***** SOURCE RECORDS *****

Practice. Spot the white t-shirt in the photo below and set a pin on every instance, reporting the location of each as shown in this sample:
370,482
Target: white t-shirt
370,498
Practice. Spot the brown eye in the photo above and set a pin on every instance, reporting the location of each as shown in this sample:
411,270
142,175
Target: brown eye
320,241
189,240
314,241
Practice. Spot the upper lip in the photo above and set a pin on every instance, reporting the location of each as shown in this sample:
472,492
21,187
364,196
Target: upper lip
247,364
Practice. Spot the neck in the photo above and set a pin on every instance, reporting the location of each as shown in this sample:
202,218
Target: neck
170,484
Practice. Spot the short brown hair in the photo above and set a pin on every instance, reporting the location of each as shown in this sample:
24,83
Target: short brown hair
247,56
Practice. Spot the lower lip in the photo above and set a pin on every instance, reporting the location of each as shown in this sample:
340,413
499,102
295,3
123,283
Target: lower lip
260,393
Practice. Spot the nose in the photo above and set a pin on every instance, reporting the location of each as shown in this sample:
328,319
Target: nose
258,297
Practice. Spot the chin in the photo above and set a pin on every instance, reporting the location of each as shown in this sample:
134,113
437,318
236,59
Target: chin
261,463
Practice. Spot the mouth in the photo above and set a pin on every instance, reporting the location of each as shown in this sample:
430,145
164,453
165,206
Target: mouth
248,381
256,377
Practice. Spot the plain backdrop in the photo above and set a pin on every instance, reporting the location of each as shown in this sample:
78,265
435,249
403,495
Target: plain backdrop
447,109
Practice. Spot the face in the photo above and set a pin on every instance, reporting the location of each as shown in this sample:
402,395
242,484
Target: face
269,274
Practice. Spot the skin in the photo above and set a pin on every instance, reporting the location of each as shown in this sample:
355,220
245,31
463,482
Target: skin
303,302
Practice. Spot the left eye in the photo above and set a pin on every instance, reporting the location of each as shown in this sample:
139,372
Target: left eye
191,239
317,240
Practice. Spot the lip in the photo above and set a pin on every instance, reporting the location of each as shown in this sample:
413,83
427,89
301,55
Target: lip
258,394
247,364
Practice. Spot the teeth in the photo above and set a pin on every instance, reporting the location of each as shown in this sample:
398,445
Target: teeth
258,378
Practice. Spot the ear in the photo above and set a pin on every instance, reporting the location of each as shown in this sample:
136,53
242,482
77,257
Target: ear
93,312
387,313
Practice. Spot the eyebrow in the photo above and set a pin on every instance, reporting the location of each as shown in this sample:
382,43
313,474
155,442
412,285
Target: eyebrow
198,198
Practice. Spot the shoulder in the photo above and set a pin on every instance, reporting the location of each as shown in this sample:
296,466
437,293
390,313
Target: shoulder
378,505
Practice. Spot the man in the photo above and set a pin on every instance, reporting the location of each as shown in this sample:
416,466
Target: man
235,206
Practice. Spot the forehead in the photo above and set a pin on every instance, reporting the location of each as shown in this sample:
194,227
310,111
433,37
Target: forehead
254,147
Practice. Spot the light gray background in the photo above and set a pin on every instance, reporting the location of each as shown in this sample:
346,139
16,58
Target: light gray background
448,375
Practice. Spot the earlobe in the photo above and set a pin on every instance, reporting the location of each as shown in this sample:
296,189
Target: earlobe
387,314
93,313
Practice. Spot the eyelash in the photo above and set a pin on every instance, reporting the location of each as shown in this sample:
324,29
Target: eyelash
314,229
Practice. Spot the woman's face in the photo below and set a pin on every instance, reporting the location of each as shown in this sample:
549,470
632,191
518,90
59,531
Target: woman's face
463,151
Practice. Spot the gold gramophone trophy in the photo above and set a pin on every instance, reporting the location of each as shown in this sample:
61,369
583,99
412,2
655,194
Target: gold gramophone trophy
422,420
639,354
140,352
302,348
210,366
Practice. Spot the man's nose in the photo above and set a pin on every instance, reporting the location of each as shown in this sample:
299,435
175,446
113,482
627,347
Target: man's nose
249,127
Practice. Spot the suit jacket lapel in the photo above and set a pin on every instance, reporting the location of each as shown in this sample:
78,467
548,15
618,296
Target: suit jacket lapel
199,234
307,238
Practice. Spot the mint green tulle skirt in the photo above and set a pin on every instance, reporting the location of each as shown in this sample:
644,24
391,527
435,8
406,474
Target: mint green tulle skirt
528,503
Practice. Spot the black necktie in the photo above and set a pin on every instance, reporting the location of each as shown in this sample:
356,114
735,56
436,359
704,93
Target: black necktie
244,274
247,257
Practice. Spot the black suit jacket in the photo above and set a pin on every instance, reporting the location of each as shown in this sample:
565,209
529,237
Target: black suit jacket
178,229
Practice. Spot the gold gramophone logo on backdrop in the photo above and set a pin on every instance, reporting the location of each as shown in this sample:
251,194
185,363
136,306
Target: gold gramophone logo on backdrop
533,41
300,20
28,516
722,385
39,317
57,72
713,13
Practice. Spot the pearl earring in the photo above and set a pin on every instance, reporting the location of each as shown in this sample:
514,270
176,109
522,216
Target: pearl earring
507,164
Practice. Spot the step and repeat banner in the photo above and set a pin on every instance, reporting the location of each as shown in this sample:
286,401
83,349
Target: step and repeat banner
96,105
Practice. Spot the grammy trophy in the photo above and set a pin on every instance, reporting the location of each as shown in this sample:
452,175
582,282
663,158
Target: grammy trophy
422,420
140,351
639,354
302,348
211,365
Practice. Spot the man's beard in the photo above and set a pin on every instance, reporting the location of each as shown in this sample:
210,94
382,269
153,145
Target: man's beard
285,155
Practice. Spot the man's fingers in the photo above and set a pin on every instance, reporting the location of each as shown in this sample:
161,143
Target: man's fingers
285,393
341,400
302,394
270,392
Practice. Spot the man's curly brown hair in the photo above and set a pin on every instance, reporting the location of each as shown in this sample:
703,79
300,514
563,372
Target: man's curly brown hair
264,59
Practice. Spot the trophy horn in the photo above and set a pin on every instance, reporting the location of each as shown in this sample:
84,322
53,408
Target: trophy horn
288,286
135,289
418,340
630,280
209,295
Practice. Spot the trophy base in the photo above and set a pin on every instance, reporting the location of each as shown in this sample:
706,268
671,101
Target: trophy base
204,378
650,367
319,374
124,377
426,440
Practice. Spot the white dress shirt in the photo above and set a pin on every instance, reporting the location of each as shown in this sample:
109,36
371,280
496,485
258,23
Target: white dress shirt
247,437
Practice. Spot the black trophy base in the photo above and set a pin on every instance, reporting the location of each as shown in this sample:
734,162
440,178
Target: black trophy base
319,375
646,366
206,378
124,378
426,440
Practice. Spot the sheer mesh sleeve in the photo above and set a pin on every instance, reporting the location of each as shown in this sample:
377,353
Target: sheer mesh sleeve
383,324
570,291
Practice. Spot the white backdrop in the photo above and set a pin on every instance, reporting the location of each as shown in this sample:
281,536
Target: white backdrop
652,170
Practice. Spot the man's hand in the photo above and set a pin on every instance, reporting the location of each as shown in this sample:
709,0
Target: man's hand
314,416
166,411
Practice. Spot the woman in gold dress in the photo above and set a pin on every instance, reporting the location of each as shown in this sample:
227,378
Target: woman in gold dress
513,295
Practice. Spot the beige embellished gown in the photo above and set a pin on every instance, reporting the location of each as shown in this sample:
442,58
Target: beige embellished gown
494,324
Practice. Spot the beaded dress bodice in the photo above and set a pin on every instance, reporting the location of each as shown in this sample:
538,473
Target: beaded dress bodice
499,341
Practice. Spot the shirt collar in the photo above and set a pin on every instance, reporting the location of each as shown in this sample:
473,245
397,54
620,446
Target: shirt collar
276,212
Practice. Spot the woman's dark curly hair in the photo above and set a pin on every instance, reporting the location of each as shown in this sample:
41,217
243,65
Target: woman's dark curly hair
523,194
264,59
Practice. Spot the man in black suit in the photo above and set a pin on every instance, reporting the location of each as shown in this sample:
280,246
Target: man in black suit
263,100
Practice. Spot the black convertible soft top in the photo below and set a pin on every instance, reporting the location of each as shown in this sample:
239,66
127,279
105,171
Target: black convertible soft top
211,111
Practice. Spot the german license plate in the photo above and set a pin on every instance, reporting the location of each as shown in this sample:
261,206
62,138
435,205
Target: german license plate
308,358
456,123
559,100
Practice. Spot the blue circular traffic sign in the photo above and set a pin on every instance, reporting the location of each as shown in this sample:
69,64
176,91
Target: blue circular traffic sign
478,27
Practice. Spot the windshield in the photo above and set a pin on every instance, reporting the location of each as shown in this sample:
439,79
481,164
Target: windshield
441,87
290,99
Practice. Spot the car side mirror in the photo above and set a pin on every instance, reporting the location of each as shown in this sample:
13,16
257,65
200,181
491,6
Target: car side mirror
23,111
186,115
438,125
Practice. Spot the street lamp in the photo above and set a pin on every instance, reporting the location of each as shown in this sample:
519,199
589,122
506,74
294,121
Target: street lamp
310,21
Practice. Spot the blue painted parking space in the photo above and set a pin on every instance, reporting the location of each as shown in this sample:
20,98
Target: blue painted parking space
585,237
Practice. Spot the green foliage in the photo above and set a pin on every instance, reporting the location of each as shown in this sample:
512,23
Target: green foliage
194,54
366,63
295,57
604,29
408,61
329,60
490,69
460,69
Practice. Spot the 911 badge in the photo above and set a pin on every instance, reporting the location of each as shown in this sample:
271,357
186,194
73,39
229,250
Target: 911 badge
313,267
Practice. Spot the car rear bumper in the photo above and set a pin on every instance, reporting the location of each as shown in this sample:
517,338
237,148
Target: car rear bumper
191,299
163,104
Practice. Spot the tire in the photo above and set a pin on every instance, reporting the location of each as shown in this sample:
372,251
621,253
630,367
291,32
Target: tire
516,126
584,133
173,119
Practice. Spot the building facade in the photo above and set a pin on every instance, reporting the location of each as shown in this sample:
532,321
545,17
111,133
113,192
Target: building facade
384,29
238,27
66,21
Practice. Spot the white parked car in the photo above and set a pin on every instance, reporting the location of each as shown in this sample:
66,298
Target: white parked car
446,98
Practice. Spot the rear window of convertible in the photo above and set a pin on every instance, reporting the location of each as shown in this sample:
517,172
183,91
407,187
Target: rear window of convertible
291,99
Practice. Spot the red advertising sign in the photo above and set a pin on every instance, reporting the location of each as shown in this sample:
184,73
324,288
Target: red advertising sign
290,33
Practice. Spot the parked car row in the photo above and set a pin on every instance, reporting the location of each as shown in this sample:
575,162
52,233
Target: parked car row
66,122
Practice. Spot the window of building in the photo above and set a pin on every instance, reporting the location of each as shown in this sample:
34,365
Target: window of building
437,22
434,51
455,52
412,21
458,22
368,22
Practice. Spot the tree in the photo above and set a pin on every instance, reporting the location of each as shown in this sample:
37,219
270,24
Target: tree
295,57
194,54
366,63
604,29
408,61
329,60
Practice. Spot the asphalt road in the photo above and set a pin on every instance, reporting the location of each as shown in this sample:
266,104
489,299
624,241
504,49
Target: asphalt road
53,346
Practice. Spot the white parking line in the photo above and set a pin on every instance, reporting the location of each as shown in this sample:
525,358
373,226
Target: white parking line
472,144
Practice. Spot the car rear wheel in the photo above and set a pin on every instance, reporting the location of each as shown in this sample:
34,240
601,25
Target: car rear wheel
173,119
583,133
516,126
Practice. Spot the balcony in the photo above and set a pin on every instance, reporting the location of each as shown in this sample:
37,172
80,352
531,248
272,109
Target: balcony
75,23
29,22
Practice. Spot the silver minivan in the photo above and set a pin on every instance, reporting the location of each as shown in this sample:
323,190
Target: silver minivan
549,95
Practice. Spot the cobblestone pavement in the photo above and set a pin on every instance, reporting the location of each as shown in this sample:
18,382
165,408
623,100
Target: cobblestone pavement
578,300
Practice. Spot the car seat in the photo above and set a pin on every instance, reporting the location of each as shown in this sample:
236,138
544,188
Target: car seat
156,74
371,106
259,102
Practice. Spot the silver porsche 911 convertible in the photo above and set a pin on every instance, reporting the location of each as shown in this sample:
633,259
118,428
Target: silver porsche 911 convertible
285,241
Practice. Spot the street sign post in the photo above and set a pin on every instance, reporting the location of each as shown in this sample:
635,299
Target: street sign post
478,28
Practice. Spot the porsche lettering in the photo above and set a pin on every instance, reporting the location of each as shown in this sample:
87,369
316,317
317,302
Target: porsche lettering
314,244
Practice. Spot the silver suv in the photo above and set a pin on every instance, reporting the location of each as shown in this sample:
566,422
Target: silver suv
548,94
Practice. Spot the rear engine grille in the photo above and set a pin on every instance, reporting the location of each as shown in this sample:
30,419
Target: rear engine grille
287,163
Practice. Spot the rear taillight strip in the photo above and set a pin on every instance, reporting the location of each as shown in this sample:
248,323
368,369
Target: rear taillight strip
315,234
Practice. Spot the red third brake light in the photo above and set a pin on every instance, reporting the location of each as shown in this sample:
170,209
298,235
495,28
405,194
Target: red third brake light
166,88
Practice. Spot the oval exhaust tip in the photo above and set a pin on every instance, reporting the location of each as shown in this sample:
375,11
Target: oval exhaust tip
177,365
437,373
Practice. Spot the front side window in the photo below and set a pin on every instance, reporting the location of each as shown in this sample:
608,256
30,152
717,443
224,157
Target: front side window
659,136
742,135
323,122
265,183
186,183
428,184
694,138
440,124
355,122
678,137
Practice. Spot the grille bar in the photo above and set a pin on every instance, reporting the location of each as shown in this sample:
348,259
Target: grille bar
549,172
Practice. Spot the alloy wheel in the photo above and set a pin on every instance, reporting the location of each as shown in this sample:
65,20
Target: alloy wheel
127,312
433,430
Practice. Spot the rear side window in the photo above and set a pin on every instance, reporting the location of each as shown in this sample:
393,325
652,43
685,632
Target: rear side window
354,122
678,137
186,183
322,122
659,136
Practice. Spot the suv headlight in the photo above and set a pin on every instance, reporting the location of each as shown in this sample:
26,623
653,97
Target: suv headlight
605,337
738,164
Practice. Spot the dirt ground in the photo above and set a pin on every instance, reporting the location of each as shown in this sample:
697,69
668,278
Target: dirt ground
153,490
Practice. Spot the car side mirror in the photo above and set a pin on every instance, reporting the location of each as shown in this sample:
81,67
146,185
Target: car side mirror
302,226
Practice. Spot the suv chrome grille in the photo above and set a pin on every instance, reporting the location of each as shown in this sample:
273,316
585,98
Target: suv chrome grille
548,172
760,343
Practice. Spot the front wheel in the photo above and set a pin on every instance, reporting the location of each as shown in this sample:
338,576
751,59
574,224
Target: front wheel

*****

▸ WHAT THIS TASK INVOLVES
Each line of the entries above that includes the string "below" should be copied out.

▸ TASK RESULT
Practice. Spot the white t-shirt in the photo below and set a pin on every instance, reporting the location of each as shown in this sample:
Practice. Spot the woman's face in the photo below and set a pin on every instance, reporting the location of each as shown in this sample:
Practice. Spot the black convertible soft top in the photo below and set a pin on every instance, reporting the location of each as shown in this sample:
Practice. Spot the front side window in the photo below and set a pin on every instance, reporting the location of each as shown in this sample:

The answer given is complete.